Job:
Continue the passage on drilling the bottom sediments of Lake Baikal, picking up after its final sentence.

The Nedra engineers in a special care about the lake ecology designed a nature-friendly drilling complex Baikal. Of various models we chose an ice-based drilling platform, mounted on a barge driven to the selected site by a research vessel which then serves as a lodge. In its final version, the drilling complex mounted in 1997 on a 1000 ton barge was capable of drilling up to 1000 m long holes in 900 to 1000 m of water. Experts of the oceanic and continental drilling from the US and Germany find the methods and quality of Baikal drilling superior to many analogs worldwide.

A special thing is navigation and positioning the complex in the drill site at the very beginning of the ice season. One has to know the weather forecast and monitor the freezing process on the lake. The weather information for BDP came from satellite images obtained and deciphered at the Institute of Solar and Terrestrial Physics (Irkutsk).

Five BDP campaigns since 1993 recovered an over 1.5 km thick layer-cake of bottom fill which spans over eight million years. Cores from seven boreholes in different parts of the lake revealed the deposition history in different environments. The first core from the site near the mouth of the Buguldeika showed that the river used to flow out of Baikal into the Lena about fifty thousand years ago. The core is made up of dense sediments rhythmically alternated between detrital clay material and fine silt rich in diatoms. Coarser sediments in the core bottom may record the environment of a riverbed.

Deposition on the Akademichesky Ridge surrounded by deepwater basins was different. According to the drilling evidence, the basins have existed for at least 5 million years and isolated the rise from the land influence. Therefore, the sedimentary column contains only sediments precipitated from water. The sediments are about 1000 m thick and likewise display rhythmic layering.

The cores from the central South Baikal basin differ from the two previous ones. They are intervened with gravel-sand flashes of land provenance (sandy turbidites) carried by ephemeral streams far seaward. Such sedimentary flows are known on the ocean margins, where they result from the so-called “avalanche sedimentation”. They carry abundant plant detritus into the lake which becomes buried at great subbottom depths to make a source of hydrocarbon compounds. These compounds are pressurized and conserved as gas hydrates under the great load of deep water.

The cores from the three subbasins formed in different deposition environments have different implications for problems of paleoclimate, continental rifting, evolution of sedimentary basins, including generation of hydrocarbons, etc.

Dataset extract:

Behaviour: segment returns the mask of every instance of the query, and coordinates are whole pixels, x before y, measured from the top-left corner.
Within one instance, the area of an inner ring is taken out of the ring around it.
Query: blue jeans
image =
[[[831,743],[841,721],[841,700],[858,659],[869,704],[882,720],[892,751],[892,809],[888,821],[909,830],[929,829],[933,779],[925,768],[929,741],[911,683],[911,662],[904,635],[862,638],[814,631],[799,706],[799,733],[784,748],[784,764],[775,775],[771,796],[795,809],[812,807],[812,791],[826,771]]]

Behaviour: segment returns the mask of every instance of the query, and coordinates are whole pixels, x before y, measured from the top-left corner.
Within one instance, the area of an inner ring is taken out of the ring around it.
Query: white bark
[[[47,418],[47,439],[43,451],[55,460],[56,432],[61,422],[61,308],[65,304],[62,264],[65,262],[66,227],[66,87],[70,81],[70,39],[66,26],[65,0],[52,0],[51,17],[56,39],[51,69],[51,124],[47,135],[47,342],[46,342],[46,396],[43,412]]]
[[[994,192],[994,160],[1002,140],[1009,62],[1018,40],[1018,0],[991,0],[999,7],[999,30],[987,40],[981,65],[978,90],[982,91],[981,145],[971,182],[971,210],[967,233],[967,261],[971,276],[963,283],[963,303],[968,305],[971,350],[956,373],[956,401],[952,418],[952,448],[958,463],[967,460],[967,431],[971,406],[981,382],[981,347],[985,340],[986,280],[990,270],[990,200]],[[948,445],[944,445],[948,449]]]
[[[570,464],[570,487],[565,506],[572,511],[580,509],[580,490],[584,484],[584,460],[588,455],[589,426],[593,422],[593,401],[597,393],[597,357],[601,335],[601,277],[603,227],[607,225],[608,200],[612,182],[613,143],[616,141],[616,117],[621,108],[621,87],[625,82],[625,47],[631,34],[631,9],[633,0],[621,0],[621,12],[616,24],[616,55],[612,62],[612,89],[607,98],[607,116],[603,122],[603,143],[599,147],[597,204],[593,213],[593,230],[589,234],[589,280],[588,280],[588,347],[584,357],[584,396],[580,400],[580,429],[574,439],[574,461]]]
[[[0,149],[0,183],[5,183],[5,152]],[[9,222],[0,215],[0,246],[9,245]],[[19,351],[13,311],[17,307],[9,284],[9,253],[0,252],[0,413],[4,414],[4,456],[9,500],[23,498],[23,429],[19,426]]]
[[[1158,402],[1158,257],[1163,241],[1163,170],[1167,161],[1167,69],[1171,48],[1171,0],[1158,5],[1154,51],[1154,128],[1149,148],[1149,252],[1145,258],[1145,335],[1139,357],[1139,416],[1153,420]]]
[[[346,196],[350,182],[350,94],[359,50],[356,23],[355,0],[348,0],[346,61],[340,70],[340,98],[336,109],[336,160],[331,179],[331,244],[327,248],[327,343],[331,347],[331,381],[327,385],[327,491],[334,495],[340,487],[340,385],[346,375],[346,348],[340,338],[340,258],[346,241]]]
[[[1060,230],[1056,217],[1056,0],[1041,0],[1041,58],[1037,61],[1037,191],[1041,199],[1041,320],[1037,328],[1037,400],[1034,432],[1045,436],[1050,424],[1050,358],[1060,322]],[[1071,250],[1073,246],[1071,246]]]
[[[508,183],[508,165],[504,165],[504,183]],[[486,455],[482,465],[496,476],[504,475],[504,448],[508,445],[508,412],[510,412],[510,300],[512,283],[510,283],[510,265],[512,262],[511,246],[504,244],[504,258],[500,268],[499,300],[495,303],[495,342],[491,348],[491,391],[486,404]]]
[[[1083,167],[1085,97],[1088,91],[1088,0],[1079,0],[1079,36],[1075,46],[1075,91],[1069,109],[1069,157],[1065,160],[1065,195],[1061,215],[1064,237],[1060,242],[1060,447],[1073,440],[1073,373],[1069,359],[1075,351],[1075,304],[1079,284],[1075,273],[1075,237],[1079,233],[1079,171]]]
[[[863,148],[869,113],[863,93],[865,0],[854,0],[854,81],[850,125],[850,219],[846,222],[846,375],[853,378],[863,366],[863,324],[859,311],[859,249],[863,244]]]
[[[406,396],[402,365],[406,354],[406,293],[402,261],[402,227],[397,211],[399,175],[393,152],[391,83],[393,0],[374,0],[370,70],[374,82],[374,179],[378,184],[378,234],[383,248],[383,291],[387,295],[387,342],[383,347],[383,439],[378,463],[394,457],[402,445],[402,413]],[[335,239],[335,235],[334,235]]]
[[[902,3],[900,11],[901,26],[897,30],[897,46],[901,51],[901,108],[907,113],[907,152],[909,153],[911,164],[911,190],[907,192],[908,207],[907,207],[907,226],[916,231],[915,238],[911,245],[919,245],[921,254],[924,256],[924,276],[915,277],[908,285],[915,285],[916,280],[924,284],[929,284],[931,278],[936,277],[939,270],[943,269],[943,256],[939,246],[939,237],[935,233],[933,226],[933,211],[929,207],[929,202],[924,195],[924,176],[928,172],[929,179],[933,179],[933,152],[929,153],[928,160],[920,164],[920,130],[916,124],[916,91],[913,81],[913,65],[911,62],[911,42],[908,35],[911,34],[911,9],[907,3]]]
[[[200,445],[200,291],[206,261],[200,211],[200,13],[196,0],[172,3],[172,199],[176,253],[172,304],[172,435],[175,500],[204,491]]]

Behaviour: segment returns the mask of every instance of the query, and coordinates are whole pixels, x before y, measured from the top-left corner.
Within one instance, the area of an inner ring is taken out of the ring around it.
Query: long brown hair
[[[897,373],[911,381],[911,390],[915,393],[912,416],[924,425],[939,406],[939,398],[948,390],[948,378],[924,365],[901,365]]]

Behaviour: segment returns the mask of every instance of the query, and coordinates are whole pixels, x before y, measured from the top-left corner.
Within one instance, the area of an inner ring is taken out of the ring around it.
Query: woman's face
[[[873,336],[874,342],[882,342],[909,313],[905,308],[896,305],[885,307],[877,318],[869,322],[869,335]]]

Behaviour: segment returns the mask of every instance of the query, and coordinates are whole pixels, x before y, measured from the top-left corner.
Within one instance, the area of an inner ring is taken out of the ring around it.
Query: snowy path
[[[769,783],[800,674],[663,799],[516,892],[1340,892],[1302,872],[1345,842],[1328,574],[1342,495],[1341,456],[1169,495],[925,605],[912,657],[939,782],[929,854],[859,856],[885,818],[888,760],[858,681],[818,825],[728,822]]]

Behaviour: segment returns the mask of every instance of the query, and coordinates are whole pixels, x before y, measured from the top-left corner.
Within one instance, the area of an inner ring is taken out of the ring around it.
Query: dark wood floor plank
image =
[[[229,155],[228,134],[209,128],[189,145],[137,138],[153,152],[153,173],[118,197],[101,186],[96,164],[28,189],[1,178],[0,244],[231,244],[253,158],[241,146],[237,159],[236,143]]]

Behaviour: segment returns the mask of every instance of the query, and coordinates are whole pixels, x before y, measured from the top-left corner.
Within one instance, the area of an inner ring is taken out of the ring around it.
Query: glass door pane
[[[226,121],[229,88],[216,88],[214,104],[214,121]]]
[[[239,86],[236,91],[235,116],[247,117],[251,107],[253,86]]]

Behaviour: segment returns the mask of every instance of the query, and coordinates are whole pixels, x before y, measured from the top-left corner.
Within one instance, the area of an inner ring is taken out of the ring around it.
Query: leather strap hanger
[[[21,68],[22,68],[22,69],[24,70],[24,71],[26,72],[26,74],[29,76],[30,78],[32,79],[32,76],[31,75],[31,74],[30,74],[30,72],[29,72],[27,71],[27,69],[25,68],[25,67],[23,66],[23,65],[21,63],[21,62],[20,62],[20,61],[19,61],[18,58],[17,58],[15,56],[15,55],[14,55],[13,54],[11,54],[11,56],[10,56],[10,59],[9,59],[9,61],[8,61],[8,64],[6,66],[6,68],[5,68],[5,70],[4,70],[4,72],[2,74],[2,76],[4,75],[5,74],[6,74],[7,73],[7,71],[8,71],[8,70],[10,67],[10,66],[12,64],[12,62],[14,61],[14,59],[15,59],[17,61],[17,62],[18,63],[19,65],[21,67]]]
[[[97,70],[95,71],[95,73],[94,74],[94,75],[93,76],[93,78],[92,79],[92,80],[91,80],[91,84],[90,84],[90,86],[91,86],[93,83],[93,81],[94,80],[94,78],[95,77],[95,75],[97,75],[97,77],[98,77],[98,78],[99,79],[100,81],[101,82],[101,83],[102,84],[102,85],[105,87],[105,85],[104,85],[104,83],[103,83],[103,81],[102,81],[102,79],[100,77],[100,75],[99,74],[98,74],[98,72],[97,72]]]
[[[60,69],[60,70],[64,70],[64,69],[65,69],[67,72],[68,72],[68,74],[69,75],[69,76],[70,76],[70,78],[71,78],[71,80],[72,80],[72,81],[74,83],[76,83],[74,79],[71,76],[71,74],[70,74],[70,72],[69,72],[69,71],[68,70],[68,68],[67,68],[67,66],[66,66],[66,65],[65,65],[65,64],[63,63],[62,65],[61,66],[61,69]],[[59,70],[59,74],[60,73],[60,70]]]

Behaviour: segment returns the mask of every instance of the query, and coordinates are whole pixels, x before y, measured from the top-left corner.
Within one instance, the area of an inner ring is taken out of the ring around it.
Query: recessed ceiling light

Response to this exercise:
The cores from the Akademichesky Ridge, where deposition is controlled uniquely by climate change, are especially valuable for paleoclimate studies. The Buguldeika cores document the history of rifting and provide a higher resolution climate record due to faster sedimentation than on the Akademichesky Ridge. The sediments of the Posolsk Bank in South Baikal contained gas hydrates which have never been encountered before in freshwater basins. This discovery was the main accomplishment of the 1997 campaign.

Once a core that stores a message from the distant past has been recovered, scientists are to decipher the signals using sensitive climate proxies. Unlike the oceanic cores, where the climate history is recorded in biogenic carbonates, the climate-driven fundamental ecosystem changes in low-mineralized Baikal can be inferred from biogenic silica. The greatest part of biogenic silica occurs in frustules of diatom algae, the oldest and most numerous Baikal dwellers. Diatom-rich mud in the layered cake of the Baikal cores alternates with diatom-barren clay. It was hypothesized that diatomaceous mud formed in warm climates of interglacials and clay deposited in cold glacial times.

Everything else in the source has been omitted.